| Task statement |
Print the entries below word for word; the pictures stay out of your copy.

| Available data |
┏━━

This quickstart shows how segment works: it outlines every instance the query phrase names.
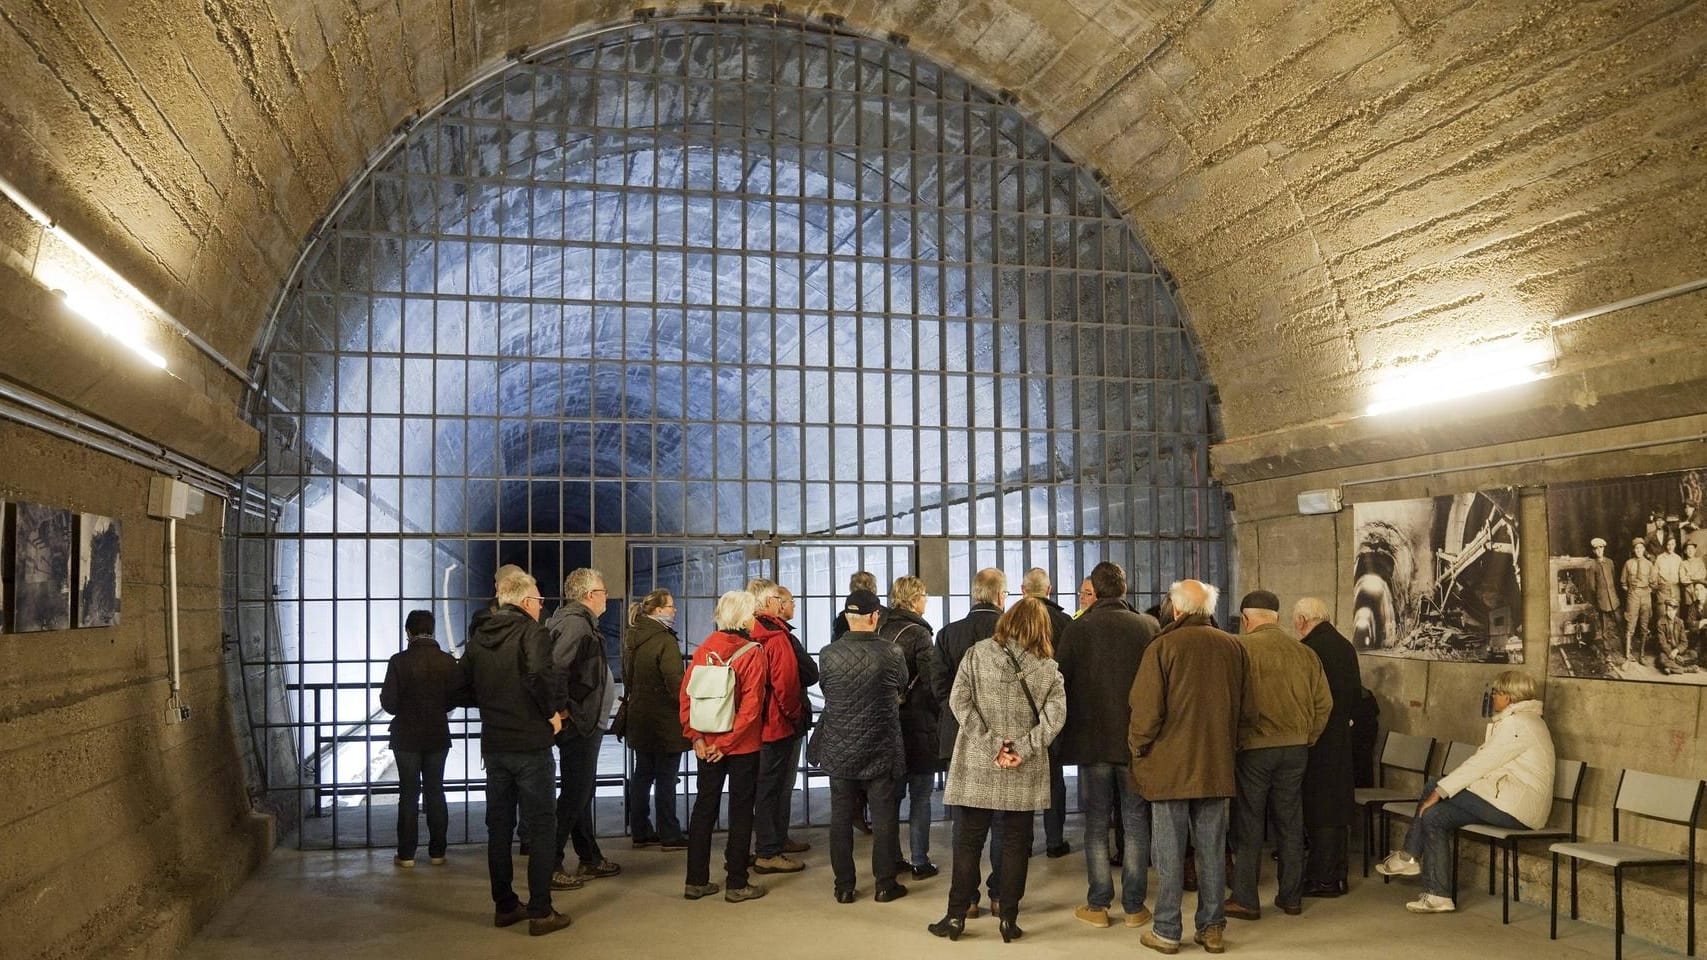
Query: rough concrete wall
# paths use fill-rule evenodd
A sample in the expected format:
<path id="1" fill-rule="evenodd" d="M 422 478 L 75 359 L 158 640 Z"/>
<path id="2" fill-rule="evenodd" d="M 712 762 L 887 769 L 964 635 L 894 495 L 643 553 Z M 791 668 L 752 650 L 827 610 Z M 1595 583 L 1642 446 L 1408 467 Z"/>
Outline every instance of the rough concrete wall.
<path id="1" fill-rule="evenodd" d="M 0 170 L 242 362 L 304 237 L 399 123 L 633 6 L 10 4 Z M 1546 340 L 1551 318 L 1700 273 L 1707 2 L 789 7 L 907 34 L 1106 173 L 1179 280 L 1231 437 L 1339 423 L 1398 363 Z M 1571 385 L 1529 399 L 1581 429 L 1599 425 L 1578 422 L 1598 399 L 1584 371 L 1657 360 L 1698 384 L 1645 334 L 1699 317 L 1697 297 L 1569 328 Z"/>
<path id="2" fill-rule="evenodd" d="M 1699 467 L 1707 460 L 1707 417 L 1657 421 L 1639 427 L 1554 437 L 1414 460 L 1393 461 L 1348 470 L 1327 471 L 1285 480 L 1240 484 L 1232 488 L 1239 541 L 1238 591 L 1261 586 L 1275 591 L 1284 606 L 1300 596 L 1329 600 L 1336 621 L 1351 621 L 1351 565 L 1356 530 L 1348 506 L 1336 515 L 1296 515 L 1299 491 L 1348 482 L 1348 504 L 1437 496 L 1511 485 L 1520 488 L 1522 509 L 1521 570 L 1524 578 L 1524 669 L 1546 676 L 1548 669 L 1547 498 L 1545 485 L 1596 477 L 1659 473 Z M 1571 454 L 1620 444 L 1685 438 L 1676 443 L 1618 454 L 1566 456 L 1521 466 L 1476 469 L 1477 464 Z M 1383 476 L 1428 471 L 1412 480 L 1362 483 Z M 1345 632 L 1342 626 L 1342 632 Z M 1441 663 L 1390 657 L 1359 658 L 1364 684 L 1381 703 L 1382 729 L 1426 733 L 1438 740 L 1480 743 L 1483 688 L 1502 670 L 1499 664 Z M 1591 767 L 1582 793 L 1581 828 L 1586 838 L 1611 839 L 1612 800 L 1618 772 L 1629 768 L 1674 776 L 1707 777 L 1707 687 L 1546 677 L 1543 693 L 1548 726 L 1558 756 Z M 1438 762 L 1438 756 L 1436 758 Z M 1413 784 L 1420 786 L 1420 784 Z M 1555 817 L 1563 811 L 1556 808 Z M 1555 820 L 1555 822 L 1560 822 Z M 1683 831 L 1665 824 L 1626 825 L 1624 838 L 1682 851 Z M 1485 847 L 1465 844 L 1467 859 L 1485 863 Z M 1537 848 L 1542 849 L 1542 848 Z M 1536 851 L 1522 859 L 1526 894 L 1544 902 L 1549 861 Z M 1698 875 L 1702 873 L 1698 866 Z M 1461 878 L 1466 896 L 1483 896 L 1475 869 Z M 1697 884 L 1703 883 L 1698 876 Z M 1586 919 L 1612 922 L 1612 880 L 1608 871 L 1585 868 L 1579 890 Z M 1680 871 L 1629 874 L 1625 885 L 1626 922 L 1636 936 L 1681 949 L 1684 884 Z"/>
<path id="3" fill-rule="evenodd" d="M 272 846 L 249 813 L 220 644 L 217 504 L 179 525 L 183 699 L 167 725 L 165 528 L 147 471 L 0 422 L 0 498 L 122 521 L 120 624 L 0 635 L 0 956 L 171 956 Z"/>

┗━━

| Task solution |
This quickstart shows how segment works: it outlines every instance the query phrase names.
Query: rough concrete wall
# paths use fill-rule evenodd
A sample in the expected format:
<path id="1" fill-rule="evenodd" d="M 422 478 L 75 359 L 158 640 Z"/>
<path id="2" fill-rule="evenodd" d="M 712 762 L 887 769 L 964 635 L 894 495 L 643 553 Z M 791 668 L 752 650 L 827 610 Z M 1595 583 L 1642 446 L 1408 467 Z"/>
Outline every instance of the rough concrete wall.
<path id="1" fill-rule="evenodd" d="M 0 170 L 242 362 L 304 237 L 399 123 L 633 6 L 10 4 Z M 1546 340 L 1551 318 L 1700 273 L 1707 2 L 789 7 L 907 34 L 1106 173 L 1179 280 L 1231 437 L 1339 423 L 1398 363 Z M 1571 385 L 1529 399 L 1581 429 L 1599 425 L 1578 422 L 1598 399 L 1584 371 L 1657 360 L 1698 384 L 1645 334 L 1699 317 L 1697 297 L 1569 328 Z"/>
<path id="2" fill-rule="evenodd" d="M 1699 467 L 1707 460 L 1707 417 L 1657 421 L 1639 427 L 1554 437 L 1414 460 L 1393 461 L 1348 470 L 1327 471 L 1285 480 L 1240 484 L 1232 488 L 1239 541 L 1238 591 L 1261 586 L 1275 591 L 1284 606 L 1300 596 L 1329 600 L 1336 621 L 1351 621 L 1351 565 L 1356 530 L 1348 506 L 1336 515 L 1296 515 L 1299 491 L 1348 482 L 1348 504 L 1437 496 L 1511 485 L 1520 488 L 1522 509 L 1521 570 L 1524 578 L 1524 669 L 1546 676 L 1548 669 L 1547 498 L 1545 485 L 1596 477 L 1659 473 Z M 1571 454 L 1620 444 L 1685 438 L 1676 443 L 1618 454 L 1566 456 L 1521 466 L 1476 469 L 1477 464 Z M 1383 476 L 1428 471 L 1412 480 L 1362 483 Z M 1345 632 L 1342 626 L 1342 632 Z M 1441 663 L 1390 657 L 1359 658 L 1364 684 L 1381 703 L 1382 729 L 1426 733 L 1438 740 L 1480 743 L 1483 688 L 1502 670 L 1499 664 Z M 1591 767 L 1582 793 L 1581 828 L 1586 838 L 1611 839 L 1612 800 L 1618 772 L 1629 768 L 1674 776 L 1707 777 L 1707 687 L 1546 677 L 1543 693 L 1548 726 L 1558 756 Z M 1438 762 L 1438 756 L 1436 758 Z M 1413 784 L 1420 786 L 1420 784 Z M 1555 817 L 1563 811 L 1556 808 Z M 1555 820 L 1555 822 L 1560 822 Z M 1683 831 L 1665 824 L 1626 825 L 1624 838 L 1682 851 Z M 1485 847 L 1465 844 L 1467 859 L 1485 863 Z M 1537 848 L 1542 849 L 1542 848 Z M 1536 851 L 1522 859 L 1526 894 L 1544 902 L 1549 861 Z M 1698 875 L 1702 873 L 1698 866 Z M 1461 878 L 1466 896 L 1483 896 L 1475 869 Z M 1697 884 L 1703 883 L 1698 876 Z M 1586 919 L 1612 922 L 1612 880 L 1608 871 L 1585 868 L 1579 890 Z M 1680 871 L 1629 874 L 1625 885 L 1626 922 L 1636 936 L 1681 949 L 1684 884 Z"/>
<path id="3" fill-rule="evenodd" d="M 272 846 L 249 813 L 220 644 L 217 504 L 179 525 L 183 699 L 167 725 L 165 528 L 147 471 L 0 422 L 0 498 L 122 521 L 120 624 L 0 635 L 0 956 L 171 956 Z"/>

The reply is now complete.